• Written exercise 1
In the thread about persimmons and goats, rewrite the paragraph beginning "I have 60 acres" as a short bulleted list that keeps its main facts.
• Written exercise 2
According to the thread about persimmons and goats, how old is the persimmon tree in Niki Forsyth's goat pen?
• Written exercise 3
Copy everything in the thread about persimmons and goats from "## goatgurl (May" down to "the tree itself?".

• Passage to read
========

# Are persimmons poisonous to goats



## Niki Forsyth (May 4, 2017)

We have a persimmon tree and wonder if we need to chomp it down. It's in the pin with the goats.


----------



## Southern by choice (May 4, 2017)

http://articles.extension.org/pages/19502/goat-vegetation-oklahoma-browse

_"Persimmon (Diospyros virginiana) - Goats may browse and control persimmon on some sites, but on others, it is poorly utilized."_


----------



## goatgurl (May 4, 2017)

I have 60 acres that my goats free range on and it has tons of persimmon trees on it.  every fall my barnyard is covered with persimmon seeds from the goat poo so I can absolutely say that my girls have no problem with them but being a stone fruit you would have to be careful of wilted leaves from them.  how big is the area the tree is in and how big is the tree itself?


----------



## Niki Forsyth (May 4, 2017)

@goatgurl The area is almost 1/2 acre. Umm...the trunk is about the size of a saucer plate. It is about 8-10 yrs old. Why should I worry about the wilted leaves?


----------



## Niki Forsyth (May 4, 2017)

Thank you for  your post @southernbychoice and @goatgurl !


----------



## Baymule (May 4, 2017)

They haven't hurt my sheep. We had a good fall crop of persimmons and the sheep scarfed them up. I even shook the trees and the sheep followed me from tree to tree. The dogs eat them too!


----------



## babsbag (May 5, 2017)

========

• Raw data
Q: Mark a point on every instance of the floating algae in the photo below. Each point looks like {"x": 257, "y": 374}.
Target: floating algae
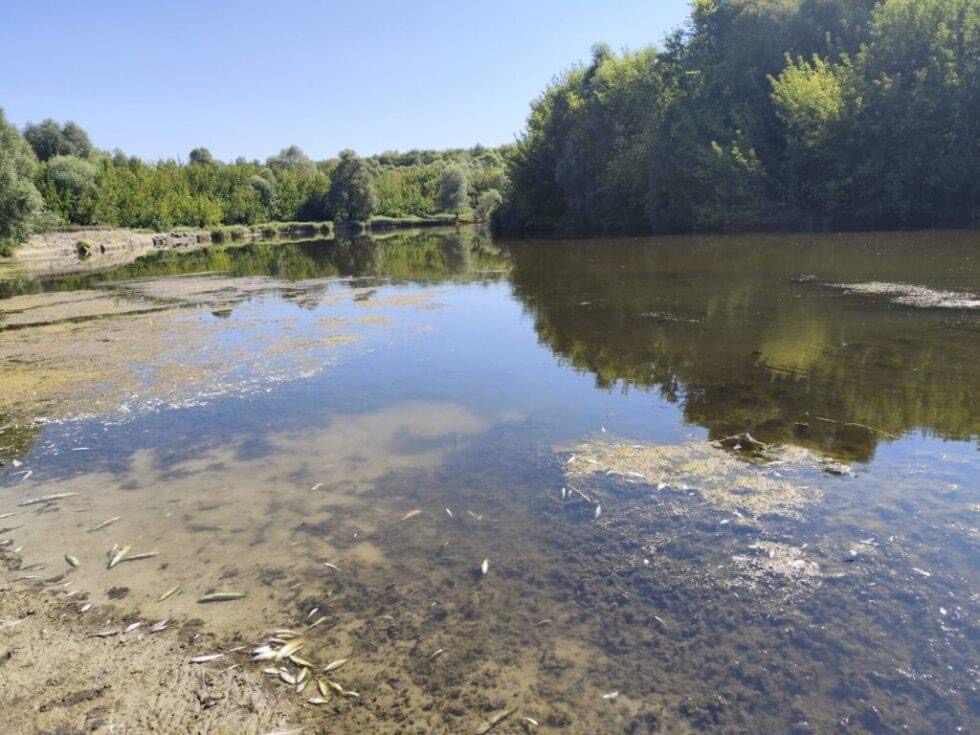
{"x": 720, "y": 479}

========

• Worked solution 1
- The goats free range on 60 acres with many persimmon trees.
- Every fall, the barnyard is covered with persimmon seeds from the goats' droppings, so the goats clearly have no problem with the fruit.
- Because persimmon is a stone fruit, wilted leaves from the trees call for caution.
- The writer asks how big the tree's area is and how big the tree itself is.

• Worked solution 2
It is about 8 to 10 years old.

• Worked solution 3
## goatgurl (May 4, 2017)

I have 60 acres that my goats free range on and it has tons of persimmon trees on it.  every fall my barnyard is covered with persimmon seeds from the goat poo so I can absolutely say that my girls have no problem with them but being a stone fruit you would have to be careful of wilted leaves from them.  how big is the area the tree is in and how big is the tree itself?